● Document excerpt:
+++++

Do NOLA Test Score Increases Demonstrate Real Learning Gains? - Living in Dialogue

Do NOLA Test Score Increases Demonstrate Real Learning Gains? - Living in Dialogue:

Do NOLA Test Score Increases Demonstrate Real Learning Gains?



By John Thompson.
Author’s Note: This post was drafted before the election, but held until after the anticipated defeats of Donald Trump and Massachusetts’s State Question 2. The assumption was that the timing would be right for a balanced discussion of the actual record of choice-driven reforms. Now, both Trump and true believers in scaling up charters plan to ramp up their reality-free agendas. Regardless, even in the age of Trumpism, educators need evidence—based analyses of the actual outcomes of market-driven reforms.

+++++

● Information given:
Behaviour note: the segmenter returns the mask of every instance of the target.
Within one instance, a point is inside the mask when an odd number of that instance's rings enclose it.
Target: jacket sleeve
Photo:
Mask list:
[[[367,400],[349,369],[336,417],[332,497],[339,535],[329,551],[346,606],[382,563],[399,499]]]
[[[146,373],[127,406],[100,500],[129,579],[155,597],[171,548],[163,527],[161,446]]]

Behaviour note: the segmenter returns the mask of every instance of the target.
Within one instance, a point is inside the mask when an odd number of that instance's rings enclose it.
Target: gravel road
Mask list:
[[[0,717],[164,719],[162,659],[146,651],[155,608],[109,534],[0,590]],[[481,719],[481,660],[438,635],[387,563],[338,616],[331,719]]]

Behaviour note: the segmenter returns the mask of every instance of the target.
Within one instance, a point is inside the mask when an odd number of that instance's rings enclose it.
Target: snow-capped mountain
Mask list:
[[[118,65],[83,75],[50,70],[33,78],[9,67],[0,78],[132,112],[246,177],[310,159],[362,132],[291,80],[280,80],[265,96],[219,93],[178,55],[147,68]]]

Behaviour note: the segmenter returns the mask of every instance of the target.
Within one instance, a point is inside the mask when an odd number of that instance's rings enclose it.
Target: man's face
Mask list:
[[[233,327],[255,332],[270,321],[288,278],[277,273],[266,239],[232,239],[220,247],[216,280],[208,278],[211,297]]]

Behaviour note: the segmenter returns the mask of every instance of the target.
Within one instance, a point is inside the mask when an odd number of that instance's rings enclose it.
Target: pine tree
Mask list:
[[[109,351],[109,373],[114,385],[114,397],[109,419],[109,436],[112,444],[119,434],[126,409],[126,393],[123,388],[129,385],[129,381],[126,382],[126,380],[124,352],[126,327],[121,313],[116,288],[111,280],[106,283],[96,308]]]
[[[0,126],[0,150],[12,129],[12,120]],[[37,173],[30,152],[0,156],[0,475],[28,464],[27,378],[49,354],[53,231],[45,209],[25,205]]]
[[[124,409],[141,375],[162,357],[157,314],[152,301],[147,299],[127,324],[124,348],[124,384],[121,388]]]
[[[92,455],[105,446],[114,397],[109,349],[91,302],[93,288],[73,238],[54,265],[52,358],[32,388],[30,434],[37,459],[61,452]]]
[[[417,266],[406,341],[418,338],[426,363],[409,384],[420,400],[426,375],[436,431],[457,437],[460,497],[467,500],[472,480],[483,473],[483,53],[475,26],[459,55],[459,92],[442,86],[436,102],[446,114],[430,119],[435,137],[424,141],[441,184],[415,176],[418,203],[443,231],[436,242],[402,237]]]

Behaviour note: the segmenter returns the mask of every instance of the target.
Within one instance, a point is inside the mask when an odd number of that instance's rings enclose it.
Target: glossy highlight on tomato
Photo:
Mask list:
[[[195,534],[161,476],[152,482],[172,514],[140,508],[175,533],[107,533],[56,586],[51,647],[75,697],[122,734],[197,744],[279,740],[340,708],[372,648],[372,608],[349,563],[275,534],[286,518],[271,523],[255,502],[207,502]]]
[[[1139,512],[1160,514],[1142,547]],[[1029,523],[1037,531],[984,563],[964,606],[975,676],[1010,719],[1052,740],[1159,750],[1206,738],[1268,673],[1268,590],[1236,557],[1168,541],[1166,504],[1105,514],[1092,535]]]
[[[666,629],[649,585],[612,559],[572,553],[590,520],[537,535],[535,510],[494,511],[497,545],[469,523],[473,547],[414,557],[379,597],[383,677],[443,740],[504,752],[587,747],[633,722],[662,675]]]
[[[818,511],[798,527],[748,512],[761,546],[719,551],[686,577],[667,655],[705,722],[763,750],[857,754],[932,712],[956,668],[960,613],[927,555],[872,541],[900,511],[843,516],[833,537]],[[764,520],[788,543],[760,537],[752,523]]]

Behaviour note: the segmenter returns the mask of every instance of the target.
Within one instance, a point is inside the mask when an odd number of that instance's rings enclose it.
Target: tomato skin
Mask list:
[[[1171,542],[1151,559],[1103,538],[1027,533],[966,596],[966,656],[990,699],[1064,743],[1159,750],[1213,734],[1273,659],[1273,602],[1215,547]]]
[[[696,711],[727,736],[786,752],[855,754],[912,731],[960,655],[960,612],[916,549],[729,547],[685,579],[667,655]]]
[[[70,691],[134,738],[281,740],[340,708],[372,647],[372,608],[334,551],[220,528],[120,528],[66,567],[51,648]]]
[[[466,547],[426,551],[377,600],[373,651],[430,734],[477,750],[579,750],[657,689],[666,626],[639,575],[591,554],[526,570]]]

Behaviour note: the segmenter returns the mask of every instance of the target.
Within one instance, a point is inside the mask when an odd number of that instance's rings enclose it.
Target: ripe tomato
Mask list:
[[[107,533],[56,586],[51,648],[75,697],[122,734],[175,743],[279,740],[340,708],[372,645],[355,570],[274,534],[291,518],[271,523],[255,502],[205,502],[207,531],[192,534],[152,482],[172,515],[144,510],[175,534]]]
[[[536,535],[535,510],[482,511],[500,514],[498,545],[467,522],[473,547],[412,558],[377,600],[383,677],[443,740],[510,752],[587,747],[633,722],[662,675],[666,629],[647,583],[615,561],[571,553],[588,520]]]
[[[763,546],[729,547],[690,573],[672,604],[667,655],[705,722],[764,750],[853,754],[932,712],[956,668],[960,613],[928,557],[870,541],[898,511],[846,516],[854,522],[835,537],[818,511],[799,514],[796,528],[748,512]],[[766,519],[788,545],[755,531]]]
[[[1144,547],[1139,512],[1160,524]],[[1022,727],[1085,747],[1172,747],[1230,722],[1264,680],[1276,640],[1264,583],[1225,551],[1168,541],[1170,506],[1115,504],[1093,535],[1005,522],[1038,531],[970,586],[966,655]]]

+++++

● Set exercise: Reproduce the NOLA test score excerpt word for word, from start to finish. The listing has nothing to do with the text on NOLA test scores.

● Output below:
Do NOLA Test Score Increases Demonstrate Real Learning Gains? - Living in Dialogue

Do NOLA Test Score Increases Demonstrate Real Learning Gains? - Living in Dialogue:

Do NOLA Test Score Increases Demonstrate Real Learning Gains?



By John Thompson.
Author’s Note: This post was drafted before the election, but held until after the anticipated defeats of Donald Trump and Massachusetts’s State Question 2. The assumption was that the timing would be right for a balanced discussion of the actual record of choice-driven reforms. Now, both Trump and true believers in scaling up charters plan to ramp up their reality-free agendas. Regardless, even in the age of Trumpism, educators need evidence—based analyses of the actual outcomes of market-driven reforms.